# EJERCICIO ESCRITO A
Edita los registros desde su comienzo hasta la línea que contiene "[399,172,463,210]", ambas incluidas, sustituyendo "shallow water" por "still water" y sin modificar nada más. Devuelve solo esas líneas.

Fijémonos, por ejemplo, en la capacidad de Apple, la primera compañía que llegó a la impresionante cifra de una capitalización bursátil de un billón de dólares: un millón de millones. Poco menos del producto interior bruto español. O de Airbnb, que ha logrado superar a legendarias cadenas hoteleras como Marriott, Intercontinental, Hilton, Hyatt…, con cientos de miles de hoteles, de empleados, millones de sábanas y mantas, etcétera. Airbnb las ha superado sin tener apenas nada en propiedad y consiguiendo sus beneficios de lo que pertenece a otros.
De esto es de lo que estamos hablando.
Superempresas como Google, Apple, Facebook, Amazon, Microsoft…, a las que recientemente se ha añadido la Tesla de Elon Musk. Todas ellas se diferencian de sus antecesoras en la cúspide del capitalismo mediante unas características propias, difíciles de repetir. En primer lugar, se someten a una dieta constante de adelgazamiento de sus plantillas, y las externalizan. Cuantos más trabajadores tienen, más les castigan las bolsas de valores. Y viceversa: cuantos menos empleados tienen, más hermosas parecen. No les gustan nada los sindicatos. Hemos visto el caso de Apple: con su gigantesca capitalización bursátil, no aparece en la lista de las primeras 50 empleadoras del mundo. Si se pudiese establecer alguna analogía con el pasado, esta sería con una empresa como General Motors, que tuvo seis veces más empleados que la de la manzana mordida, con una capitalización siete veces menor.

# DATOS PARA PROCESAR
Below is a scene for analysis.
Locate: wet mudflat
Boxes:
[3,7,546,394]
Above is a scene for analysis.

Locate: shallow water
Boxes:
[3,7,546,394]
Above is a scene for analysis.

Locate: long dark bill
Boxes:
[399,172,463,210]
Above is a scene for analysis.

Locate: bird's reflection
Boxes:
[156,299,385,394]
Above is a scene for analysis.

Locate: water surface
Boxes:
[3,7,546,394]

# EJERCICIO ESCRITO B
Continúa el texto sobre las superempresas tecnológicas a partir de su última oración.

# RESPUESTA A
Below is a scene for analysis.
Locate: wet mudflat
Boxes:
[3,7,546,394]
Above is a scene for analysis.

Locate: still water
Boxes:
[3,7,546,394]
Above is a scene for analysis.

Locate: long dark bill
Boxes:
[399,172,463,210]

# RESPUESTA B
La segunda característica, la más familiar a esta reflexión, es la permanente “optimización fiscal”, ese eufemismo que comprende tanto la evasión como la elusión fiscal, aquella manera muchas veces legal —aunque discutible— de pagar un porcentaje de impuestos ridículamente bajo, aprovechando los “agujeros” de las leyes o el asentamiento en paraísos fiscales. En su ya clásico El triunfo de la injusticia. Cómo los ricos evaden impuestos y cómo hacerles pagar (Taurus), los economistas Emmanuel Saez y Gabriel Zucman arrancan del siguiente principio: “Sin impuestos no existe colaboración, no existe riqueza, no hay un destino en común…”. En este libro cuentan las continuas rebajas fiscales que ha habido en los EE UU de Donald Trump, y sobre todo la historia efímera, ya con Biden, de crear un impuesto para los milmillonarios (unas 700 personas), muchos de ellos provenientes del territorio de las nuevas tecnologías (los Gates, Zuckerberg, Bezos, Musk…). Este impuesto era kriptonita política y acabó en la nada. Musk, como en España Antonio Garamendi, presidente de la CEOE, utilizó la idea de que el impuesto para milmillonarios era un caballo de Troya para extenderlo luego a la clase media: cuando hayan gastado el dinero de los demás, vendrán a por el vuestro.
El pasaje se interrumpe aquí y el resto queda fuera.